**Reading passage**.
________________________________________

This two-line algorithm reflects the notion of so-called nested segments . A segment occupies in store a set of contiguous store locations and is a unit of contiguity. The final value of b after processing according to (1) a global index train of length n is called the base address of the corresponding segment which is a segment of order n . The total store itself is in this terminology the one and only, implicit, segment of order 0 .

There are two types of segments, leaf segments and node segments. Leaf segments are the ones that are identified by a global index train that is not the beginning subsequence of a longer existing global index train; the others are called node segments. The possible values of the variable h during execution of the address calculation (1) are called the segment base addresses. By inspecting (1) we see that 0 is by definition the segment base address of the only segment of order 0 , and that M[0], M[1], ... . M[mc1] are the segment base addresses of the segments of order 1, if mc1 is the maximum value of the leading index c₁ of the global index train. In other words, the first mc1 locations of the segment of order 0 —together called the header of that segment— contain what we can recognize as the mc1 descriptors of the mc1 segments of order 1. Those segments themselves are placed in the remaining locations of the segment of order 0 . The segments of order 1 are all subsegments of the same segment of order 0 . In exactly the same way, each segment of order i ( > 0) is a subsegment of one segment of order i-1, to be more precise: the segment with global index train c₁ through c_i-1 is a subsegment of-the (unique) segment with global index train c₁ through c_i-1 ; we call the latter the first’s “supersegment”.

________________________________________

**Data rows**.
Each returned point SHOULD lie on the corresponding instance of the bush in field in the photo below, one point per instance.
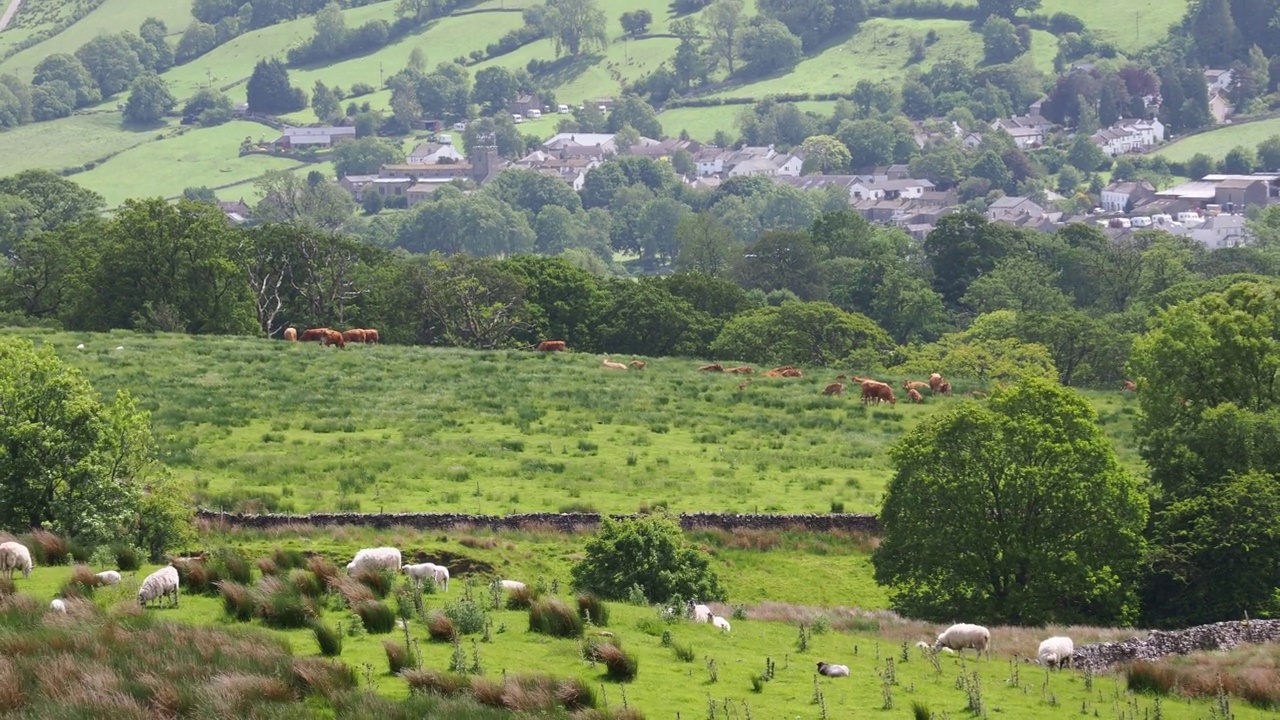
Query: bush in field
(649, 552)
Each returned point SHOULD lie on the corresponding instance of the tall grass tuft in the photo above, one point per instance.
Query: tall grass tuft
(593, 610)
(553, 618)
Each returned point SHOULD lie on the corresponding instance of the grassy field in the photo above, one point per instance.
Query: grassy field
(1217, 142)
(263, 424)
(888, 674)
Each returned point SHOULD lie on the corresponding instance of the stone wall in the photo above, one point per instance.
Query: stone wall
(563, 522)
(1159, 643)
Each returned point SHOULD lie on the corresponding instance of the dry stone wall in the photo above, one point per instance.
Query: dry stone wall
(563, 522)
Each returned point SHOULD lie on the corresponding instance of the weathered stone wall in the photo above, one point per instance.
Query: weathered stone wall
(1159, 643)
(563, 522)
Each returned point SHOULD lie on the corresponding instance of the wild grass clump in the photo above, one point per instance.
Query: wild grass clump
(376, 616)
(440, 628)
(621, 666)
(593, 610)
(553, 618)
(328, 638)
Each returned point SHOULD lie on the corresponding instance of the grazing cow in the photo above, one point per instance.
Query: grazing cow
(876, 392)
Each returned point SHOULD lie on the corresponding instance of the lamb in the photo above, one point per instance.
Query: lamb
(108, 578)
(375, 557)
(14, 556)
(1056, 652)
(961, 636)
(832, 670)
(161, 583)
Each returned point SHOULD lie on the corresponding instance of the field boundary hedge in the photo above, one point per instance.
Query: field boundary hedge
(562, 522)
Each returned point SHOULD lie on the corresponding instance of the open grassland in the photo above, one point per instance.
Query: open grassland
(886, 670)
(206, 156)
(72, 141)
(1217, 142)
(268, 424)
(112, 16)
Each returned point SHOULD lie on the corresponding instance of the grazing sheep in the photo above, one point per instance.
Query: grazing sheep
(375, 557)
(14, 556)
(1056, 652)
(108, 578)
(961, 636)
(833, 670)
(161, 583)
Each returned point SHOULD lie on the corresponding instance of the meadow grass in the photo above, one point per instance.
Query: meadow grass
(1217, 142)
(255, 424)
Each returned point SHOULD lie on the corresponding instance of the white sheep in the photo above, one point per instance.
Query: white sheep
(832, 670)
(14, 556)
(108, 578)
(375, 557)
(1056, 652)
(159, 584)
(961, 636)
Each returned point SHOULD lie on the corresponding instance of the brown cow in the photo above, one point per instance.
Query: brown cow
(876, 392)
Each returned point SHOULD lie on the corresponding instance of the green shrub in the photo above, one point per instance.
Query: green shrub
(553, 618)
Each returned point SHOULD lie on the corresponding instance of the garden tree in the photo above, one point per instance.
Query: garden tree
(149, 100)
(476, 224)
(269, 90)
(648, 552)
(496, 90)
(325, 103)
(781, 260)
(74, 464)
(705, 245)
(723, 22)
(575, 26)
(312, 200)
(768, 46)
(996, 473)
(196, 40)
(561, 300)
(71, 71)
(644, 318)
(364, 155)
(813, 333)
(636, 22)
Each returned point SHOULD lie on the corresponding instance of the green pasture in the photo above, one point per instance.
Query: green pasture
(888, 674)
(201, 156)
(256, 424)
(1217, 142)
(112, 16)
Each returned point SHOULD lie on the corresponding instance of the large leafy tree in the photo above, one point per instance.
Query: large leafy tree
(648, 552)
(1016, 513)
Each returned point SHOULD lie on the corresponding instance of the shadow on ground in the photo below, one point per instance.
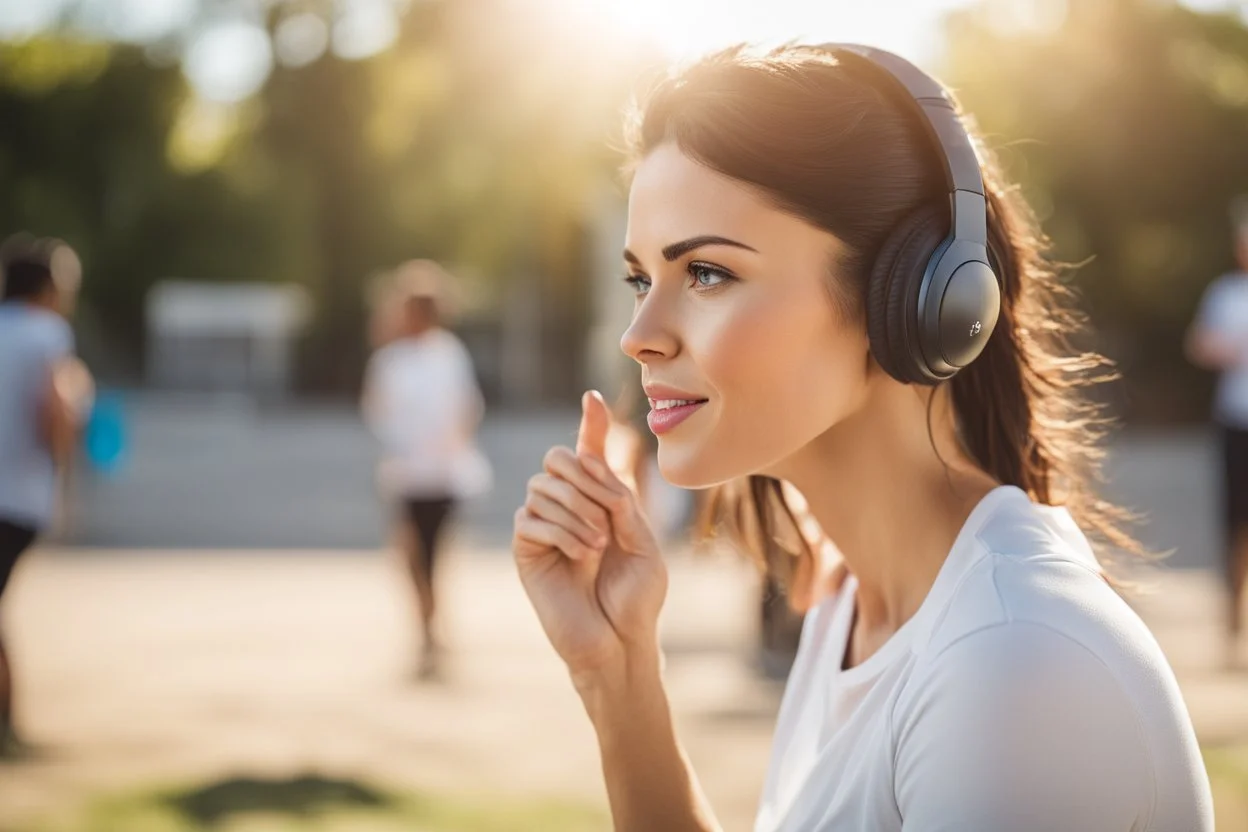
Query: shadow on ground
(313, 801)
(300, 797)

________________________________________

**What the task requires**.
Please explain, in one to three sentences, why the nested-segments passage treats the first locations of the segment of order 0 as descriptors of the segments of order 1. The listing has no connection to the nested-segments passage.

**Correct response**.
Inspecting address calculation (1) shows that the values held in those first locations, M[0], M[1], and so on, are the segment base addresses of the segments of order 1. Those leading locations, called the header of the segment of order 0, can therefore be recognized as the descriptors of the segments of order 1. The segments of order 1 themselves are placed in the remaining locations.